---- Extracted text

Inside there are no airplanes. There are only  mountains. Mountains of canvas mailbags stacked   to the ceiling, collapsing under their own weight.  Letters and packages spill out onto the concrete   floor. A chaotic flood of forgotten promises. The  air is thick with the smell of mildew and rotting   paper. Rats grown fat and fearless scurry through  the piles.

 The windows are blacked out for fear of   German bombers, leaving the cavernous space lit  by a few dim dangling bulbs. It’s a graveyard of   hope, a backlog 2 years in the making. The US  Army has tried to fix it. They’ve thrown units   of able-bodied men at the problem. But these  soldiers are either quickly reassigned to the   front or prove completely overwhelmed by the sheer  scale of the chaos.

 The system, or lack thereof,   is impossible. There are over 7 million soldiers  in Europe, but only a fraction of their names are   on file. There are thousands of men named Robert  Smith or James Williams. Soldiers are wounded,   transferred, or killed in action. their units  constantly in motion. A letter addressed to a   soldier in one company might arrive months after  he’s been moved to another a 100 miles away.

 The   mail is simply lost. High-ranking generals tour  the facility and leave shaking their heads. The   task they conclude is physically impossible.  They give it a six-month timeline for any unit   crazy enough to even try. It’s a poison chalice,  a mission designed for failure. But the crisis is   growing and a solution must be found.

 A desperate,  unconventional idea begins to form in the halls of   the war department. They don’t need more men. They  need a miracle. They need a unit with discipline,   focus, and a reason to prove everyone wrong.  The call goes out. And on the other side of   the Atlantic, 855 women are about to answer.  The woman tasked with leading this miracle unit   is Major Charity Adams.

 At just 27 years old, she  is the highest ranking African-Amean woman in the   entire US Army. She is brilliant, disciplined, and  carries the weight of expectation like a second   uniform. When a white general tells her he’s  going to send a white first lieutenant to show   her how to do her job, she replies with ice in her  voice, “Sir, over my dead body, sir.” That is the   kind of leader she is. She understands that for  her unit, failure is not an option.

--------

### Task instructions
1. In the passage about the wartime mail backlog, what three things does the war department say the needed unit must have?
2. Pick up the passage about the wartime mail backlog right after its final sentence and carry it onward.

---- Listing

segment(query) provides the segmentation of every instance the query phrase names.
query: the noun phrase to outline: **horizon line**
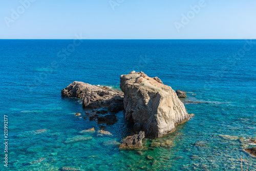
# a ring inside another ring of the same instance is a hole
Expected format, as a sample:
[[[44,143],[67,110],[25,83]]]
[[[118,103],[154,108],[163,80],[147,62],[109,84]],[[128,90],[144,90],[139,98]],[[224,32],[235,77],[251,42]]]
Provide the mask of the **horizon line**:
[[[0,40],[74,40],[75,38],[0,38]],[[256,39],[256,38],[159,38],[159,39],[104,39],[104,38],[88,38],[81,39],[82,40],[244,40]]]

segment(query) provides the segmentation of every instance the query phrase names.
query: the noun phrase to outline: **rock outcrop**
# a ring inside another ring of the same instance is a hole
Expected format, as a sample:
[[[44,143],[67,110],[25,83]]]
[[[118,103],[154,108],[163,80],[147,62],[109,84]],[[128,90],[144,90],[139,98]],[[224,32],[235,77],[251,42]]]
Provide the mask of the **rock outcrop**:
[[[177,90],[176,91],[177,95],[179,98],[186,98],[187,97],[187,94],[184,91],[181,91],[180,90]]]
[[[245,152],[249,153],[252,156],[256,157],[256,147],[252,147],[250,148],[245,148]]]
[[[131,137],[126,138],[119,145],[121,148],[137,148],[143,147],[142,139],[145,137],[144,132],[140,131],[139,134],[135,134]]]
[[[74,81],[61,91],[68,97],[83,99],[84,107],[112,106],[109,111],[118,112],[123,109],[123,93],[118,90],[102,89],[87,83]]]
[[[164,85],[158,78],[142,73],[121,76],[125,117],[133,122],[135,132],[142,131],[147,136],[160,137],[174,131],[176,125],[189,117],[170,87]]]

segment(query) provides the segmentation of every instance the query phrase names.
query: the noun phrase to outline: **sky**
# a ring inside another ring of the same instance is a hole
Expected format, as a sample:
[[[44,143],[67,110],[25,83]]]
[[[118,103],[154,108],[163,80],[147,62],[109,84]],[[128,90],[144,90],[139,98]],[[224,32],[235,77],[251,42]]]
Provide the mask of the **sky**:
[[[255,0],[0,0],[0,39],[256,38]]]

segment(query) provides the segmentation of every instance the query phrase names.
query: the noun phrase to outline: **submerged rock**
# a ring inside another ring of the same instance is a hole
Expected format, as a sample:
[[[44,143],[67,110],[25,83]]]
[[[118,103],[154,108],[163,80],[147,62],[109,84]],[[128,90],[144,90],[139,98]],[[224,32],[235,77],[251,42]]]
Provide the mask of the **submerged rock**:
[[[79,132],[79,133],[86,134],[86,133],[95,133],[95,129],[94,129],[94,127],[91,129],[81,131],[80,132]]]
[[[152,142],[150,144],[150,146],[152,147],[159,147],[160,145],[160,143],[158,142]]]
[[[74,115],[76,116],[80,116],[81,114],[80,113],[77,113],[76,114],[74,114]]]
[[[115,140],[108,140],[103,142],[104,146],[116,146],[119,145],[120,144],[120,142],[116,141]]]
[[[83,135],[77,135],[72,138],[69,138],[65,141],[66,143],[70,143],[75,141],[87,141],[92,139],[91,137],[86,137]]]
[[[116,116],[115,115],[106,115],[105,116],[98,116],[98,124],[106,123],[107,125],[113,125],[117,122]]]
[[[248,153],[252,156],[256,157],[256,147],[249,148],[245,148],[244,150],[245,152]]]
[[[43,157],[43,158],[40,158],[38,160],[32,161],[29,162],[29,163],[31,164],[35,164],[35,163],[40,163],[45,160],[46,160],[46,158],[45,157]]]
[[[134,123],[135,132],[142,131],[146,136],[160,137],[174,132],[176,125],[189,117],[170,87],[145,75],[136,73],[121,76],[125,117]]]
[[[221,136],[222,137],[223,139],[225,140],[236,140],[239,138],[238,136],[233,136],[231,135],[222,135],[222,134],[220,134],[219,136]]]
[[[47,131],[47,130],[46,129],[40,129],[40,130],[37,130],[34,131],[35,134],[40,134],[40,133],[43,133]]]
[[[172,141],[165,141],[162,142],[160,146],[164,148],[169,148],[174,146],[174,144]]]
[[[70,167],[60,167],[59,170],[62,171],[79,171],[80,170],[80,168]]]
[[[186,97],[187,97],[187,95],[186,95],[186,92],[184,91],[177,90],[176,91],[176,94],[179,98],[186,98]]]
[[[119,147],[121,148],[137,148],[143,147],[142,139],[145,137],[144,132],[134,135],[131,137],[126,138]]]
[[[123,93],[117,90],[102,89],[87,83],[74,81],[61,91],[68,97],[83,99],[84,107],[108,106],[113,102],[123,104]],[[123,104],[122,104],[123,105]]]
[[[104,130],[99,130],[98,131],[98,132],[99,133],[100,133],[101,134],[105,134],[105,135],[113,135],[112,134],[111,134],[110,132]]]

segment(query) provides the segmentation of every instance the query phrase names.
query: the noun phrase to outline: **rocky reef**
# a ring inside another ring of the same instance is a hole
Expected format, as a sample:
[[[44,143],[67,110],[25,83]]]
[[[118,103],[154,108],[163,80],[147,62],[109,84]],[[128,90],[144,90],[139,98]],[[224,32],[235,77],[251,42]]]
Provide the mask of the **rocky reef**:
[[[110,106],[108,109],[110,112],[118,112],[123,109],[123,93],[118,90],[74,81],[61,91],[61,94],[83,99],[84,107]]]
[[[74,81],[63,89],[61,94],[83,99],[84,108],[107,107],[112,113],[124,109],[125,119],[132,123],[133,131],[140,137],[140,131],[143,137],[160,137],[174,132],[177,124],[189,119],[177,92],[163,84],[157,77],[151,78],[142,72],[132,71],[121,76],[120,86],[122,92]],[[185,92],[180,92],[184,95]],[[90,121],[107,125],[117,121],[115,114],[105,115],[108,113],[106,111],[94,111],[95,113],[90,116]]]
[[[120,79],[120,88],[124,93],[125,117],[134,123],[134,131],[160,137],[189,119],[175,91],[159,78],[151,78],[142,72],[132,72],[121,75]]]
[[[145,137],[144,132],[140,131],[138,134],[126,137],[119,145],[121,148],[137,148],[143,147],[142,139]]]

--------

### Responses per task
1.
- Discipline
- Focus
- A reason to prove everyone wrong

2.
 It would not   be seen as the failure of one battalion. It would  be used as proof that black women had no place in   the war effort. The women who rally to the call  are not career soldiers. They are postal clerks,   teachers, administrators, and factory workers  from New York, Mississippi, Ohio. They are women   like private first class Indiana Hunt Martin and  Sergeant Dolores Ruddock.

 They joined the Women’s   Army Corps for a thousand different reasons.  Patriotism, a steady paycheck, the promise of   seeing the world, and the fierce, burning desire  to prove that they are just as capable as any man   and any white soldier. Their training at Fort  Ogulthorp, Georgia is brutal. This is not a   clerical course. The army is sending them into a  war zone and they are trained as such.

 They learn   to identify enemy aircraft and ships. They crawl  under barbed wire during live fire exercises.   They run obstacle courses, scale cargo nets, and  learn to march for miles in perfect formation.   They endure tear gas drills, memorizing the steps  to secure their masks in seconds as the acrid   smoke stings their eyes and burns their lungs. All  of this happens in a segregated army.

 They sleep   in separate, often inferior barracks. They march  on separate drill fields. They are constantly   under the watch of white officers who expect them  to fail, but they don’t. They forge themselves   into a single cohesive unit, the 6,888th Central  Postal Directory Battalion. They adopt a motto,   one that cuts to the very heart of their mission.  No mail, low morale.

 They understand what the   generals grappling with strategy do not. That the  connection to home is the fuel that keeps the war   machine running. In early February 1945, the 855  women of the 68 board a repurposed luxury liner,   the SSL de France, for the perilous journey  across the Atlantic. The ship is crowded, the   air is tense, and they zigzag across the ocean to  evade the everpresent threat of German Ubot.

 This   is no drill. Several days into their voyage, the  ship’s alarms blare. A German submarine is hunting   them. The women are ordered below deck into  the darkness, listening as the engines strain,   and the ship makes a violent turn. Then, a new  sound, the terrifying buzz of AV1 flying bomb,   a buzz bomb screaming towards them.

 It crashes  into the sea nearby, sending a shock wave through   the hull. They are officially in the war. When  they finally dock in Glasgow, Scotland, the cold,   damp air is a shock. They are exhausted, but  resolute. As they step onto foreign soil,   they know the skepticism hasn’t been left behind  in America. It’s waiting for them 150 mi south in   a city called Birmingham.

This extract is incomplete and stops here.